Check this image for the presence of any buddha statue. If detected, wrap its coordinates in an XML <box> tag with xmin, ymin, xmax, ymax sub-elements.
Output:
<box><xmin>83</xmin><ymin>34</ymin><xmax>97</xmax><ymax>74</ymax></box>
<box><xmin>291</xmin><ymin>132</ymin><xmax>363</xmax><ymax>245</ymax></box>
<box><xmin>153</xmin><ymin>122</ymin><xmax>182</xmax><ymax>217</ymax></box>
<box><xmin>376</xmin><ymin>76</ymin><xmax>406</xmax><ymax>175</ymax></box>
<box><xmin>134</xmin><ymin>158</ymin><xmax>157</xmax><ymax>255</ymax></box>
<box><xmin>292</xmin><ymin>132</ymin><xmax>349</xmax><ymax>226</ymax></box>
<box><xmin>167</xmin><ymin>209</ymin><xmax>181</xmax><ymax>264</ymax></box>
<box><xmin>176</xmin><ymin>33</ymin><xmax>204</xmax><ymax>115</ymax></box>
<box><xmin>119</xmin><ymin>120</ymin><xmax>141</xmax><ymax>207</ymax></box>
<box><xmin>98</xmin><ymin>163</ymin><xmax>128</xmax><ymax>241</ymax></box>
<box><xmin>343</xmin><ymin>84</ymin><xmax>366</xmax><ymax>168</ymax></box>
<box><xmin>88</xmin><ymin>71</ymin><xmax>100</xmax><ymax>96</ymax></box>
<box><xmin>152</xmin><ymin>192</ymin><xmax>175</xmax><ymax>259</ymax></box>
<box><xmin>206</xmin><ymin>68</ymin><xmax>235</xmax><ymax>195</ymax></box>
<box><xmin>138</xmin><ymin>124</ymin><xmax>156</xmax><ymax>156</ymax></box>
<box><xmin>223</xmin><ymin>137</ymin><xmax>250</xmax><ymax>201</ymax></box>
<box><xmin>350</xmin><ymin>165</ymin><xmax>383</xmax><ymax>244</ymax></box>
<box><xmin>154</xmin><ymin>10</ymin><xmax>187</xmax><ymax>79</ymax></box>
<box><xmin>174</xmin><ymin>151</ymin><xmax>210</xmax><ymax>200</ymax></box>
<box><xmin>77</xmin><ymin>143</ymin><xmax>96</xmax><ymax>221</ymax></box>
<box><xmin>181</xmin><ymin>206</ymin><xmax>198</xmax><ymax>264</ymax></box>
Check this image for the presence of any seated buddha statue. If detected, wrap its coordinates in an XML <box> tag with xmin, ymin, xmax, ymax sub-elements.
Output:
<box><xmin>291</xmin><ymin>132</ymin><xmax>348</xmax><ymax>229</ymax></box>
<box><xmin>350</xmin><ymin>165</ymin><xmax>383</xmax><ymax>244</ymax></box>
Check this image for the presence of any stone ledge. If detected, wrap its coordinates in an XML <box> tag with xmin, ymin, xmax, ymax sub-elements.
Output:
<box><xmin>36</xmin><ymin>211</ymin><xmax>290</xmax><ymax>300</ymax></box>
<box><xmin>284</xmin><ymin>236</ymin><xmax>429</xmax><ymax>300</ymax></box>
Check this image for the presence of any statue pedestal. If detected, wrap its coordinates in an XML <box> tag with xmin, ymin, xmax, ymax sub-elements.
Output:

———

Stated problem:
Please render all the rows above as a Markdown table with two columns, "Line No." and "Content", giving each line its own numbered row and leaving out any blank lines.

Full response:
| Line No. | Content |
|---|---|
| 1 | Check this image for the presence of any buddha statue. If detected, wrap its coordinates in an XML <box> tag with xmin, ymin, xmax, ymax sub-elements. |
| 2 | Output: |
| 3 | <box><xmin>83</xmin><ymin>34</ymin><xmax>97</xmax><ymax>74</ymax></box> |
| 4 | <box><xmin>291</xmin><ymin>132</ymin><xmax>363</xmax><ymax>245</ymax></box> |
| 5 | <box><xmin>153</xmin><ymin>122</ymin><xmax>182</xmax><ymax>217</ymax></box> |
| 6 | <box><xmin>376</xmin><ymin>76</ymin><xmax>406</xmax><ymax>175</ymax></box> |
| 7 | <box><xmin>134</xmin><ymin>158</ymin><xmax>157</xmax><ymax>255</ymax></box> |
| 8 | <box><xmin>292</xmin><ymin>132</ymin><xmax>349</xmax><ymax>226</ymax></box> |
| 9 | <box><xmin>167</xmin><ymin>209</ymin><xmax>181</xmax><ymax>264</ymax></box> |
| 10 | <box><xmin>176</xmin><ymin>33</ymin><xmax>204</xmax><ymax>115</ymax></box> |
| 11 | <box><xmin>119</xmin><ymin>120</ymin><xmax>141</xmax><ymax>207</ymax></box> |
| 12 | <box><xmin>98</xmin><ymin>163</ymin><xmax>128</xmax><ymax>241</ymax></box> |
| 13 | <box><xmin>343</xmin><ymin>84</ymin><xmax>366</xmax><ymax>168</ymax></box> |
| 14 | <box><xmin>88</xmin><ymin>71</ymin><xmax>100</xmax><ymax>96</ymax></box> |
| 15 | <box><xmin>152</xmin><ymin>192</ymin><xmax>175</xmax><ymax>259</ymax></box> |
| 16 | <box><xmin>206</xmin><ymin>68</ymin><xmax>235</xmax><ymax>195</ymax></box> |
| 17 | <box><xmin>138</xmin><ymin>124</ymin><xmax>156</xmax><ymax>156</ymax></box> |
| 18 | <box><xmin>223</xmin><ymin>137</ymin><xmax>250</xmax><ymax>201</ymax></box> |
| 19 | <box><xmin>350</xmin><ymin>165</ymin><xmax>383</xmax><ymax>244</ymax></box> |
| 20 | <box><xmin>154</xmin><ymin>10</ymin><xmax>187</xmax><ymax>79</ymax></box> |
| 21 | <box><xmin>174</xmin><ymin>151</ymin><xmax>210</xmax><ymax>200</ymax></box> |
| 22 | <box><xmin>77</xmin><ymin>143</ymin><xmax>96</xmax><ymax>221</ymax></box> |
| 23 | <box><xmin>181</xmin><ymin>206</ymin><xmax>198</xmax><ymax>264</ymax></box> |
| 24 | Check this image for the presence of any seated buddha statue. If detected, wrap its coordinates in an XML <box> tag with xmin, ymin, xmax, ymax sub-elements. |
| 25 | Output: |
| 26 | <box><xmin>291</xmin><ymin>132</ymin><xmax>348</xmax><ymax>229</ymax></box> |
| 27 | <box><xmin>350</xmin><ymin>165</ymin><xmax>383</xmax><ymax>244</ymax></box> |
| 28 | Check this image for the presence of any stone ledge. If detected, wrap its coordinates in an XML <box> tag with xmin, ymin, xmax, ymax sub-elements. |
| 29 | Output: |
| 30 | <box><xmin>36</xmin><ymin>211</ymin><xmax>290</xmax><ymax>300</ymax></box> |
| 31 | <box><xmin>284</xmin><ymin>236</ymin><xmax>429</xmax><ymax>300</ymax></box> |
| 32 | Check this image for the presence of any statue pedestal. If detected, wrap its coordinates in an XML <box> tag with xmin, ymin, xmax, ymax sub-elements. |
| 33 | Output: |